··· MATERIAL FOR THIS EXERCISE ···

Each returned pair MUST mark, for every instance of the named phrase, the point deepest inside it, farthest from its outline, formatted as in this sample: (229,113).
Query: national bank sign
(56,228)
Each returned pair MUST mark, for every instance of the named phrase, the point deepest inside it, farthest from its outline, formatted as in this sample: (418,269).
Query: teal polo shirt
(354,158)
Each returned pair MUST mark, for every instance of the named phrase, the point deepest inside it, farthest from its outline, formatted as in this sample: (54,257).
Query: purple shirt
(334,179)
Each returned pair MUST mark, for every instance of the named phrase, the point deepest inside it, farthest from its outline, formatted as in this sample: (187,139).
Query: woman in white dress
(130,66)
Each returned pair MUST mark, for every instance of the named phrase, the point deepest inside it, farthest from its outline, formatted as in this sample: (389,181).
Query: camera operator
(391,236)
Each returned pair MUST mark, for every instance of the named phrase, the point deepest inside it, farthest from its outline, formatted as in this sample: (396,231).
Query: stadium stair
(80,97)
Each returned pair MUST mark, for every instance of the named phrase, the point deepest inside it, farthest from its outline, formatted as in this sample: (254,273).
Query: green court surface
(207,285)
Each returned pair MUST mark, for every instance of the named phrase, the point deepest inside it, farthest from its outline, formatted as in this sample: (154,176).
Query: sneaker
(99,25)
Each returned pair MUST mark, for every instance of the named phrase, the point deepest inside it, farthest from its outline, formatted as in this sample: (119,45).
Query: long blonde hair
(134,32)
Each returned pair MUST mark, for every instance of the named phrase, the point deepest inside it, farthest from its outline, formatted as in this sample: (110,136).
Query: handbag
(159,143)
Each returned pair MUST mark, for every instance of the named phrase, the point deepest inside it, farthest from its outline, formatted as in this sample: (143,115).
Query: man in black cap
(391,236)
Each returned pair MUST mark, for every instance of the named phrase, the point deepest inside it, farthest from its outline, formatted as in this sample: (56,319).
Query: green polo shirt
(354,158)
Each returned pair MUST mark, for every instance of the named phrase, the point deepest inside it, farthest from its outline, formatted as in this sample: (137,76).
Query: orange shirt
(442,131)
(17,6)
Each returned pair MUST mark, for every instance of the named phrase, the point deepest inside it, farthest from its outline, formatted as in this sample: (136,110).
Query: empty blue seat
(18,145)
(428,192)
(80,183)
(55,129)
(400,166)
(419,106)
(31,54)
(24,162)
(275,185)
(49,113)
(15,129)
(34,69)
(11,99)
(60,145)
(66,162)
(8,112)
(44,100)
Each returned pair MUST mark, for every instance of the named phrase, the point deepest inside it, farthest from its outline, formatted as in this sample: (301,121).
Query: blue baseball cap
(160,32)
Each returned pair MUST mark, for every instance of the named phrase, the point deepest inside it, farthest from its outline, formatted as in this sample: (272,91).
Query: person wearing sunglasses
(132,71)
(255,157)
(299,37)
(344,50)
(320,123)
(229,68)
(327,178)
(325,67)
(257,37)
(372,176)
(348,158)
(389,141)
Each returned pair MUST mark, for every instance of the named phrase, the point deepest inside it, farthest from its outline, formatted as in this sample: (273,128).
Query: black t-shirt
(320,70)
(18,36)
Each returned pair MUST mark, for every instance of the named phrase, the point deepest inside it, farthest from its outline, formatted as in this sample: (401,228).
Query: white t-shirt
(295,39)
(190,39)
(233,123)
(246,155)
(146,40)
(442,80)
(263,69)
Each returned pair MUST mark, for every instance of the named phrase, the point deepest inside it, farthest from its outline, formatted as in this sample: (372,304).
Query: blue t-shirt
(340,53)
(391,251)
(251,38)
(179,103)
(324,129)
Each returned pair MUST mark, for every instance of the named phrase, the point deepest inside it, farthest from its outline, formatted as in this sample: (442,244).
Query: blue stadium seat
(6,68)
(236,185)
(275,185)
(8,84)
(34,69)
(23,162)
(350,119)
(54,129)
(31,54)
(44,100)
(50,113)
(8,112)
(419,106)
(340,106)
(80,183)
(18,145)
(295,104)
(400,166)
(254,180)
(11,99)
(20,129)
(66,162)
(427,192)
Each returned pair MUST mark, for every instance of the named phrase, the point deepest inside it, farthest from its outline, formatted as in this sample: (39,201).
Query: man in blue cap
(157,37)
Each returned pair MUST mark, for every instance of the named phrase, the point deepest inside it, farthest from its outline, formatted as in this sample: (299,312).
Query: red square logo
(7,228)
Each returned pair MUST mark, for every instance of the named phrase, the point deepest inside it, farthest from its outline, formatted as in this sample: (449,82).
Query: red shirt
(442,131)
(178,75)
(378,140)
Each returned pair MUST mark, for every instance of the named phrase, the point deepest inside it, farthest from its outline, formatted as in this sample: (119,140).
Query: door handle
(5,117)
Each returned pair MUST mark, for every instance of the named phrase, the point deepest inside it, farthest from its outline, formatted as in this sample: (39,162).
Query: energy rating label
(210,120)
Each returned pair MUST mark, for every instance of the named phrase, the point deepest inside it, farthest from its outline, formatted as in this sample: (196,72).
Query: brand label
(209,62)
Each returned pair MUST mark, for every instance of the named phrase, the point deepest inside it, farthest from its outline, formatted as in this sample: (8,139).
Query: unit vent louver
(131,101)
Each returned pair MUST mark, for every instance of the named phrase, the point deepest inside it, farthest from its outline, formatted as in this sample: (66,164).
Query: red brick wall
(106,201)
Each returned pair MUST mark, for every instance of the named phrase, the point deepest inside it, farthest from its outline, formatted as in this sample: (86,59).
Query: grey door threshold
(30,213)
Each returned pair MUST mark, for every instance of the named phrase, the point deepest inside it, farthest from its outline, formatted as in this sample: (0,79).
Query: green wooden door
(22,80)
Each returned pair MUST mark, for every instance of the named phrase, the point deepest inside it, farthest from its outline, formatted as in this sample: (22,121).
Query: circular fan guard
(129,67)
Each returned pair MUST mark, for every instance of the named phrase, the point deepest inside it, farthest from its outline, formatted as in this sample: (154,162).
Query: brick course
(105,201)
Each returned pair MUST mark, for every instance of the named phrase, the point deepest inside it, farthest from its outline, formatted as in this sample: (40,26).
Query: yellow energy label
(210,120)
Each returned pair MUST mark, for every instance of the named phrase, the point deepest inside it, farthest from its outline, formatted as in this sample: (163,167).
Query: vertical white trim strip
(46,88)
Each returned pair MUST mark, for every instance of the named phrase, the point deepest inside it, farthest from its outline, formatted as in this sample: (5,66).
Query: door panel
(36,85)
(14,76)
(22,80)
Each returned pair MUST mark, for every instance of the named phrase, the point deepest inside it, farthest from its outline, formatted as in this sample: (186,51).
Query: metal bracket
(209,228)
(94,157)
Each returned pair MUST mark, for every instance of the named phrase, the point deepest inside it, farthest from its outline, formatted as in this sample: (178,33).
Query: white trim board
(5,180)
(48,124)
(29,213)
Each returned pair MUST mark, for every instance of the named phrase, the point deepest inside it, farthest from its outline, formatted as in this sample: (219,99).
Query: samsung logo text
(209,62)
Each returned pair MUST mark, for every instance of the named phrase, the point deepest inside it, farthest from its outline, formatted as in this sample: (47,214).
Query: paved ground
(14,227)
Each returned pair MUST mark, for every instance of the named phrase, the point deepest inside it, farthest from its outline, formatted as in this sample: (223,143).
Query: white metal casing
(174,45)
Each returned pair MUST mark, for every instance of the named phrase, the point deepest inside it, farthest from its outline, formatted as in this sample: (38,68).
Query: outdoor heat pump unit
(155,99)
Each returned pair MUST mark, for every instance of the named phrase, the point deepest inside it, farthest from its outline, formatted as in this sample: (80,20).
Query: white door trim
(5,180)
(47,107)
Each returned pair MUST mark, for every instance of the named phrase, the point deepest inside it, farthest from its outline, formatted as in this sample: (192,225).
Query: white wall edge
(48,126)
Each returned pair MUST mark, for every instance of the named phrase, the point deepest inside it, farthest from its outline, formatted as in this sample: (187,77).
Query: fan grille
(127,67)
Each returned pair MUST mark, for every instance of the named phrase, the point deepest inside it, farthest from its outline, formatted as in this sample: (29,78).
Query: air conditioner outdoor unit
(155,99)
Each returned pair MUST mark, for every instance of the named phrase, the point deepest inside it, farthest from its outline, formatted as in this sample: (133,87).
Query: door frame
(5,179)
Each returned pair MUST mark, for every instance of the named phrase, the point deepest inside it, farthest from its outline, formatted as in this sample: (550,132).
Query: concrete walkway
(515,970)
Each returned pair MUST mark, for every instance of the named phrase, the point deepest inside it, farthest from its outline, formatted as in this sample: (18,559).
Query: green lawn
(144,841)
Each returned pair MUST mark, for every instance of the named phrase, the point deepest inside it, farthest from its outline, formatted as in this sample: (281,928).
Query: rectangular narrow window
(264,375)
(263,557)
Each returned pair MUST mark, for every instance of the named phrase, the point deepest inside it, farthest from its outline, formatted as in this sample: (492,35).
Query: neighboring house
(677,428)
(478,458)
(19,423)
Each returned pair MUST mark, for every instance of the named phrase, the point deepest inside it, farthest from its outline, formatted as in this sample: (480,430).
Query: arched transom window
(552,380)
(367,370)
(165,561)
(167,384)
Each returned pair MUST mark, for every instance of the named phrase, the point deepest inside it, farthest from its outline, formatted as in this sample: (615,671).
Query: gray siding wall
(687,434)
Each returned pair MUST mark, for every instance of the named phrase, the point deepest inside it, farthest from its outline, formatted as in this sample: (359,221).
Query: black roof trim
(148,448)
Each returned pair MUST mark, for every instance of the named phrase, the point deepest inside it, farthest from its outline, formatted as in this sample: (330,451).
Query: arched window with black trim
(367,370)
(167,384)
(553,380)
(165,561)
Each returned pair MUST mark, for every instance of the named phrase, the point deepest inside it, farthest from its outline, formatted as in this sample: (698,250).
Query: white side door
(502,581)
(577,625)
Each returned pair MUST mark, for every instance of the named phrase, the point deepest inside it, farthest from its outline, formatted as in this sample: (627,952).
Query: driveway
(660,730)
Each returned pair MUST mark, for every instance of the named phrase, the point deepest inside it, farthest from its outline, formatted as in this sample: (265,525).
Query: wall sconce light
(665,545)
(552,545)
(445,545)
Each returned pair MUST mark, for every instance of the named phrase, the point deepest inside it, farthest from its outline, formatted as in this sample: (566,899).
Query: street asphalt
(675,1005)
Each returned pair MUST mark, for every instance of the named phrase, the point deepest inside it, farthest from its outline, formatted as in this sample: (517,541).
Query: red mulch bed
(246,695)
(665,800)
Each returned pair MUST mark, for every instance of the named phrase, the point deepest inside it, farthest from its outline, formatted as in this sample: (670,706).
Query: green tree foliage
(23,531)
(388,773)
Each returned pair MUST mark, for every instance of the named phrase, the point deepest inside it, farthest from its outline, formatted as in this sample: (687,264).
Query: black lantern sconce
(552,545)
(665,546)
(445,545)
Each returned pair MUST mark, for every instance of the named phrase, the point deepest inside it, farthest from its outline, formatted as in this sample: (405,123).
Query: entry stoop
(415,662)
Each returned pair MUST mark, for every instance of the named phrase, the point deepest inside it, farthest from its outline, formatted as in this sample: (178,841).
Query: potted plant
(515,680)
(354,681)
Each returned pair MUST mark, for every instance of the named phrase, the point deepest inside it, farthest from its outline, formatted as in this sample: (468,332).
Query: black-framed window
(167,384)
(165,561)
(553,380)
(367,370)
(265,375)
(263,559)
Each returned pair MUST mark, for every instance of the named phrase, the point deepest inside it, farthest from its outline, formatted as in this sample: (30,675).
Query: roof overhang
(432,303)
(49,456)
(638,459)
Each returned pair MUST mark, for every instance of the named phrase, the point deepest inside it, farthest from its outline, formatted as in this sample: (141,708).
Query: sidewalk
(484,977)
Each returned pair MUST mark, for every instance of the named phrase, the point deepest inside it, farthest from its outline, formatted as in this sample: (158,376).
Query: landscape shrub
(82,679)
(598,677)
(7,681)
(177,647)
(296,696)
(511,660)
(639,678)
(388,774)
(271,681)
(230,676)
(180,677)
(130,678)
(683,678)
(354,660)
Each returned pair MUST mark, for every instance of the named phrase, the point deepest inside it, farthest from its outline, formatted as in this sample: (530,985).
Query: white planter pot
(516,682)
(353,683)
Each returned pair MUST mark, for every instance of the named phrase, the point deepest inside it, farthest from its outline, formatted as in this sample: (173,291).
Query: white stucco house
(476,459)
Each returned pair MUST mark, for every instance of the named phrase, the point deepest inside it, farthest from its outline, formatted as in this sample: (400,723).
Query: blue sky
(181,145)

···

■ PROBLEM TO WORK ON:
Beginning at the line where "this sample: (30,675)." appears, extract each line through the end of the data above; keep them exact and include nothing else.

■ RESULT:
Each returned pair MUST mark, for every instance of the named phrase, the point deepest inside it, farthest from its outline, formatted as in this sample: (30,675).
Query: roof overhang
(432,303)
(49,456)
(638,459)
Each returned pair MUST mark, for every instance of the named phrase, the point deepest inside it, farthest from its outline, formatted as in this sample: (141,708).
Query: sidewalk
(484,977)
Each returned pair MUST mark, for every instance of the named phrase, the point deepest inside it, farthest from its outline, formatted as in this sample: (158,376).
Query: landscape shrub
(82,679)
(598,677)
(7,681)
(177,647)
(296,696)
(511,660)
(639,678)
(388,774)
(271,681)
(230,676)
(180,677)
(130,678)
(683,678)
(354,660)
Each returned pair MUST mark, for every instance of the named phrase, the point deepest inside it, farthest from its outline, formatted as in this sample: (530,985).
Query: white planter pot
(516,682)
(353,683)
Each returned pair MUST mark, for every instance of the named phrase, the point deepest inside it, farthest from its outline, formatted as in this sample: (173,291).
Query: white stucco house
(476,459)
Each returned pair MUST mark, for every instance of the named phrase, the point deepest inside it, farthest from its outline, formatted as in this sample: (400,723).
Query: blue sky
(181,145)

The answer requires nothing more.